— begin Material shown —

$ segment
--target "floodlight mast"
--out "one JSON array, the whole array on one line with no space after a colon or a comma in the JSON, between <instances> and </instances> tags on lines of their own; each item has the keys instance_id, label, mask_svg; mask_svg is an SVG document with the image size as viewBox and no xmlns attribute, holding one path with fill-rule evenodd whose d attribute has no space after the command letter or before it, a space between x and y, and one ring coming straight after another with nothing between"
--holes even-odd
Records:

— end Material shown —

## Exercise prompt
Echo every line of the data above unchanged, from the first line to the last.

## Answer to this exercise
$ segment
--target "floodlight mast"
--out "one JSON array, the whole array on one line with no space after a colon or a comma in the JSON, between <instances> and </instances> tags on lines of their own; each item has the keys instance_id, label, mask_svg; mask_svg is an SVG document with the image size as viewBox and no xmlns attribute, holding one path with fill-rule evenodd whose d attribute has no space after the command letter or before it, a space between x and y, and one ring coming straight after another with nothing between"
--holes even-odd
Records:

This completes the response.